__GOAL__:
Find each line in the items below that contains the word "background" and copy those lines. Case matters.

__PROVIDED INFORMATION__:
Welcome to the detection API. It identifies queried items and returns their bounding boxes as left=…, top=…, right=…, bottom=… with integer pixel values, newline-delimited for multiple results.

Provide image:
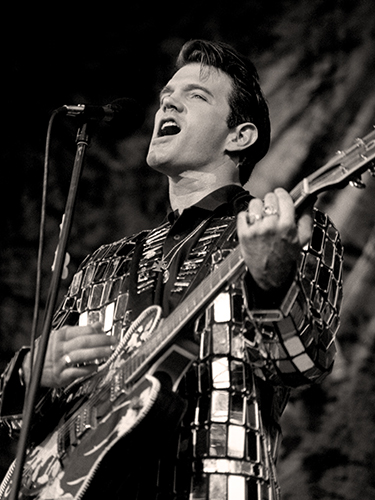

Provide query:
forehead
left=166, top=63, right=232, bottom=100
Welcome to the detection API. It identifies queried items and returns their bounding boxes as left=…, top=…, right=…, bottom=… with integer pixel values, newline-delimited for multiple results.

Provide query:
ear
left=225, top=122, right=258, bottom=153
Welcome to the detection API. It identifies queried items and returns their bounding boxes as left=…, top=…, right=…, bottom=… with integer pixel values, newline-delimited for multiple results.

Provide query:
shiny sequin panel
left=247, top=209, right=343, bottom=386
left=54, top=235, right=140, bottom=339
left=190, top=286, right=278, bottom=500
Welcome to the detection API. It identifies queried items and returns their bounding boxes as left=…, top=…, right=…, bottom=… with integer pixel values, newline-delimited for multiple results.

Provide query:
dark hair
left=176, top=40, right=270, bottom=184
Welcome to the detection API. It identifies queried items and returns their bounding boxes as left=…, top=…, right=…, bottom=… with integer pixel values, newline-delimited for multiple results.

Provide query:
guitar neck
left=124, top=126, right=375, bottom=382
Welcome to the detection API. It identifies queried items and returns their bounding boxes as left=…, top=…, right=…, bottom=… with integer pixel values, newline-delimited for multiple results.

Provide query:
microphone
left=56, top=97, right=145, bottom=134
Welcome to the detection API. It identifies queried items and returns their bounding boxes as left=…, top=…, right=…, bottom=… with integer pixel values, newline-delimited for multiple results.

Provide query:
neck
left=169, top=170, right=241, bottom=214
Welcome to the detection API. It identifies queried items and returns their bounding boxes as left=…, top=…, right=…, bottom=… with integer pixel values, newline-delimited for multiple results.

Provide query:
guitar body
left=2, top=376, right=185, bottom=500
left=0, top=131, right=375, bottom=500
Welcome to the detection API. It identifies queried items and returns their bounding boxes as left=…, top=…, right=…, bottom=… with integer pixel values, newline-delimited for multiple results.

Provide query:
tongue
left=161, top=125, right=180, bottom=135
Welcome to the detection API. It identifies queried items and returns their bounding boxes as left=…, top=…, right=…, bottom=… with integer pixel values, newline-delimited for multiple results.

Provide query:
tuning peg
left=349, top=177, right=366, bottom=189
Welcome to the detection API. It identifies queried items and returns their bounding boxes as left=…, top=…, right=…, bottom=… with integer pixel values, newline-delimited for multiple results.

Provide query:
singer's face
left=147, top=63, right=232, bottom=177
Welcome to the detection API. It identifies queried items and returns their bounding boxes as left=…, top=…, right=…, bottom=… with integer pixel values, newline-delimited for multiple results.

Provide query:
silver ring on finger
left=263, top=205, right=279, bottom=217
left=248, top=214, right=262, bottom=226
left=64, top=354, right=73, bottom=368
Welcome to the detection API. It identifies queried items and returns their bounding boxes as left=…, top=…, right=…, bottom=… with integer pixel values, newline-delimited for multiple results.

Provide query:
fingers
left=42, top=323, right=117, bottom=387
left=238, top=188, right=302, bottom=237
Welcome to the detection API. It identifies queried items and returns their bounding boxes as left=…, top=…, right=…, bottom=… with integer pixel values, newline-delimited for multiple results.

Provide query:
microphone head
left=106, top=97, right=145, bottom=137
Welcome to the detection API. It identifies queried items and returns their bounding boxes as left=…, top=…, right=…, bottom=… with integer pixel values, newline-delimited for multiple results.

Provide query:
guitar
left=0, top=130, right=375, bottom=500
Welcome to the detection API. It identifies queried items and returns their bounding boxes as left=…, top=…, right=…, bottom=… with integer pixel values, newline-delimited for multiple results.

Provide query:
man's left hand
left=237, top=188, right=312, bottom=291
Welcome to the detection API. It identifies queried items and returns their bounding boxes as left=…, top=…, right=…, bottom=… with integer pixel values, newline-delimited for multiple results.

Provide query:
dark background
left=0, top=0, right=375, bottom=500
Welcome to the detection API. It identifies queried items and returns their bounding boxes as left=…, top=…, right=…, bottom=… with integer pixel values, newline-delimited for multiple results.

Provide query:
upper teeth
left=161, top=120, right=178, bottom=130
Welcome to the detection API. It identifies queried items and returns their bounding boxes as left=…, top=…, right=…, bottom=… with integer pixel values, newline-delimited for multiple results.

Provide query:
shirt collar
left=167, top=184, right=247, bottom=223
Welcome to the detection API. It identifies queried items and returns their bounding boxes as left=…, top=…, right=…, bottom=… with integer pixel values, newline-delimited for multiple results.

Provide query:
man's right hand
left=22, top=323, right=117, bottom=388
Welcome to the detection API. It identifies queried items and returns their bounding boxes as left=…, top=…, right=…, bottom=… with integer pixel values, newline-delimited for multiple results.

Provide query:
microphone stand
left=9, top=121, right=92, bottom=500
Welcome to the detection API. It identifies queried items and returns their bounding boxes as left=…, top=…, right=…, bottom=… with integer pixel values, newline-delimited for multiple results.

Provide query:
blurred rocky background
left=0, top=0, right=375, bottom=500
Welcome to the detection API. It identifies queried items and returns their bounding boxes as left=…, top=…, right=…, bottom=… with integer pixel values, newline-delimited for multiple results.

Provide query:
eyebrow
left=159, top=83, right=215, bottom=98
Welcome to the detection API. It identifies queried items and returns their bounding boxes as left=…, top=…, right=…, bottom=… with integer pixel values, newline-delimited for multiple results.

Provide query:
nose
left=161, top=93, right=183, bottom=112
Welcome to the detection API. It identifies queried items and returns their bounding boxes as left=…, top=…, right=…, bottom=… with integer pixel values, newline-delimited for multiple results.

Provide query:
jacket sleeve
left=245, top=209, right=343, bottom=387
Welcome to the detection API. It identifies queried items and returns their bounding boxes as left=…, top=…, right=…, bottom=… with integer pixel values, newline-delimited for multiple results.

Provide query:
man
left=1, top=40, right=342, bottom=500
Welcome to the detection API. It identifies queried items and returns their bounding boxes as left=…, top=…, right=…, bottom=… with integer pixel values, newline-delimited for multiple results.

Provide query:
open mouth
left=158, top=120, right=181, bottom=137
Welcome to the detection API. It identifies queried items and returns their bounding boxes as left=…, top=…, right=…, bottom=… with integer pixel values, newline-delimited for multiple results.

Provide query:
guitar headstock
left=291, top=130, right=375, bottom=207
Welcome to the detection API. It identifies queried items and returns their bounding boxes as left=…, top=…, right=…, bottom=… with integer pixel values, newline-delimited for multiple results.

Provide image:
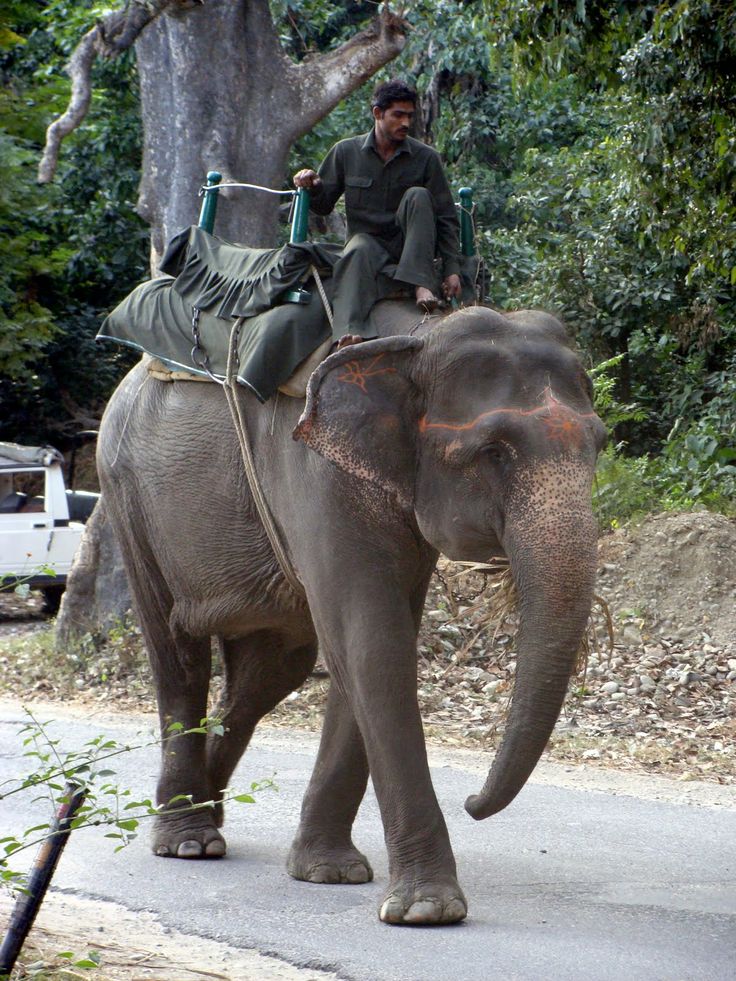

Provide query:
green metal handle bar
left=289, top=187, right=309, bottom=244
left=460, top=187, right=475, bottom=255
left=199, top=170, right=309, bottom=243
left=199, top=170, right=222, bottom=235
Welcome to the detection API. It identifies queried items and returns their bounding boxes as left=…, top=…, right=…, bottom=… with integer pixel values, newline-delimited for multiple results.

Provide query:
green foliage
left=0, top=0, right=736, bottom=510
left=0, top=0, right=148, bottom=448
left=0, top=709, right=277, bottom=891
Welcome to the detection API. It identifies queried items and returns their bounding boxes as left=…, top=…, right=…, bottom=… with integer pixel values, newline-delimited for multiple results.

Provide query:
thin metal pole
left=0, top=783, right=87, bottom=978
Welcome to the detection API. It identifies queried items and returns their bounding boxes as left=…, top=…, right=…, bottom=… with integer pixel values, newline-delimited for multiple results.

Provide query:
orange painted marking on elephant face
left=419, top=387, right=595, bottom=449
left=337, top=352, right=396, bottom=392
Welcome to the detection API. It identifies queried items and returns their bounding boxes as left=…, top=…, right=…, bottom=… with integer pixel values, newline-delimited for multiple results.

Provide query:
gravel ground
left=0, top=512, right=736, bottom=783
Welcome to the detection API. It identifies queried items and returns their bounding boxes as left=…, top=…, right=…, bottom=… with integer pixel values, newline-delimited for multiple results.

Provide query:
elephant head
left=294, top=308, right=606, bottom=819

__SOLUTION FOR THIS TASK__:
dark background
blurred rocky background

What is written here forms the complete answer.